PROVIDED DATA:
— start —

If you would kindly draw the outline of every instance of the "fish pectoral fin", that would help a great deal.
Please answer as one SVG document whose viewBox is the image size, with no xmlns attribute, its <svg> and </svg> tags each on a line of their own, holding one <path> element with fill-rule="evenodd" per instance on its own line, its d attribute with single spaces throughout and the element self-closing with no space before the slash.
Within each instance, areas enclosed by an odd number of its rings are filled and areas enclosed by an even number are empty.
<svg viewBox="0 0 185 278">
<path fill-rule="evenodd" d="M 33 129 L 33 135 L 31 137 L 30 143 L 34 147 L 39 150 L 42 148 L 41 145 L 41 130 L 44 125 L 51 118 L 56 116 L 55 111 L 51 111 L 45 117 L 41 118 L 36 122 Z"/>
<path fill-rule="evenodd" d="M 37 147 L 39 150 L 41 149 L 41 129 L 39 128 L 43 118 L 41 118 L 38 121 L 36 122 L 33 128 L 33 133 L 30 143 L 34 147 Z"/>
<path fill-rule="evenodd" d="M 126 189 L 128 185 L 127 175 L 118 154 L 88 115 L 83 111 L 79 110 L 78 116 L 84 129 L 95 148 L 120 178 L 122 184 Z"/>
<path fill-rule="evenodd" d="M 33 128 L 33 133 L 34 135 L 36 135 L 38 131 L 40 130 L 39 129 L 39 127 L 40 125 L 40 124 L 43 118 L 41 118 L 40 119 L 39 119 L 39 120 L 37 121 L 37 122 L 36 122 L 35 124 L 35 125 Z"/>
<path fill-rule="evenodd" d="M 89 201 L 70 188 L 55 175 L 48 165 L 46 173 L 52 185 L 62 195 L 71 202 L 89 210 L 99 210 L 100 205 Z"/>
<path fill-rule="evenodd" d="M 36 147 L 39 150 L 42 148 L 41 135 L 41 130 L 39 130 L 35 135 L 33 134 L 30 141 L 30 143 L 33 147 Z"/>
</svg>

— end —

TASK REQUIREMENTS: Present the lines of the records above as a numbered list, leaving out any blank lines.

SOLUTION FOR THIS EXERCISE:
1. If you would kindly draw the outline of every instance of the "fish pectoral fin", that would help a great deal.
2. Please answer as one SVG document whose viewBox is the image size, with no xmlns attribute, its <svg> and </svg> tags each on a line of their own, holding one <path> element with fill-rule="evenodd" per instance on its own line, its d attribute with single spaces throughout and the element self-closing with no space before the slash.
3. Within each instance, areas enclosed by an odd number of its rings are filled and areas enclosed by an even number are empty.
4. <svg viewBox="0 0 185 278">
5. <path fill-rule="evenodd" d="M 33 129 L 33 135 L 31 137 L 30 143 L 34 147 L 39 150 L 42 148 L 41 145 L 41 130 L 44 125 L 51 118 L 56 116 L 55 111 L 51 111 L 45 117 L 41 118 L 36 122 Z"/>
6. <path fill-rule="evenodd" d="M 37 147 L 39 150 L 41 149 L 41 129 L 39 128 L 43 118 L 41 118 L 38 121 L 36 122 L 33 128 L 33 133 L 30 143 L 34 147 Z"/>
7. <path fill-rule="evenodd" d="M 126 189 L 128 185 L 127 175 L 118 154 L 88 115 L 83 111 L 79 110 L 78 116 L 84 129 L 95 148 L 120 178 L 122 184 Z"/>
8. <path fill-rule="evenodd" d="M 33 128 L 33 133 L 34 135 L 36 135 L 38 131 L 40 130 L 39 129 L 39 127 L 40 125 L 40 124 L 43 118 L 41 118 L 40 119 L 39 119 L 39 120 L 37 121 L 37 122 L 36 122 L 35 124 L 35 125 Z"/>
9. <path fill-rule="evenodd" d="M 89 201 L 70 188 L 55 175 L 48 165 L 46 173 L 52 185 L 62 195 L 71 202 L 89 210 L 99 210 L 100 205 Z"/>
10. <path fill-rule="evenodd" d="M 36 147 L 39 150 L 42 148 L 41 135 L 41 130 L 39 130 L 35 135 L 33 134 L 30 141 L 30 143 L 33 147 Z"/>
11. </svg>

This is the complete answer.